>> begin Document section

- Medium: Poetry and music
- Originating culture: Mauritanian
- Originating era: 17th century–present

= T'heydinn =

Moorish epic of Mauritania

T'heydinn or T'heydinne (التهيدين, variously also called Al Batt Likbir and Al Rasm) is a Moorish epic ensemble of Mauritania. It is an important literary and artistic manifestation of the Hassaniya language and was, in 2011, added to the UNESCO's Intangible Cultural Heritage List.

== Origins ==
The T’heydinn dates back to the 17th century and contains dozens of poems that praise the exploits of Moorish emirs and sultans and narrates events and traditions that trace the social, cultural and historical evolution of the Moors. The T'heydinn talk of the intermingling of the two main elements of Moorish society today, the Beni Hassan, the descendants of the Beni Hilal who migrated from the Arabian Peninsula, and the Sanhaja, the ancient Berber inhabitants of the Maghreb. It is performed by griots (or iggawen in Hassaniya) who are singers who have acquired their art by directly imitating the musical talents of their ancestors.

>> end Document section
>> begin Stored rows

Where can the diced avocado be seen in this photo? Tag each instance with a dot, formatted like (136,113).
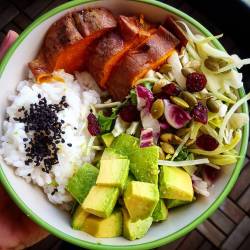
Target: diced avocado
(113,172)
(135,230)
(144,164)
(82,181)
(175,183)
(125,144)
(108,139)
(161,212)
(110,154)
(78,218)
(140,199)
(143,161)
(176,203)
(104,227)
(101,201)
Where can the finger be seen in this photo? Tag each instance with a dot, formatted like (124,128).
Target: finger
(7,42)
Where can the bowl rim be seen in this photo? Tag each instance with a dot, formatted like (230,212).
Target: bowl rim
(152,244)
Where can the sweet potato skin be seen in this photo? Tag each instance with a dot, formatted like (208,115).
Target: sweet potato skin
(67,40)
(150,54)
(89,21)
(111,48)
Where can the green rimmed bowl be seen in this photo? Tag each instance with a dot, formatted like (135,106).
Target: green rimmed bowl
(31,200)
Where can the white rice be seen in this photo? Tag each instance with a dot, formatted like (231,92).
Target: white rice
(75,127)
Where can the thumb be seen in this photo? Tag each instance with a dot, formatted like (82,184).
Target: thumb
(7,42)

>> end Stored rows

# Aim 1
List every other name the T'heydinn article gives for T'heydinn, including its spelling variant and its Arabic-script form.
# Aim 2
Answer these from the T'heydinn article:
(a) In what year was T'heydinn added to UNESCO's Intangible Cultural Heritage List?
(b) To what century does T'heydinn date back?
(c) What are griots called in Hassaniya?
Please answer from the T'heydinn article alone, without the entries.

# Exercise answer 1
T'heydinne; التهيدين; Al Batt Likbir; Al Rasm

# Exercise answer 2
(a) 2011
(b) The 17th century
(c) Iggawen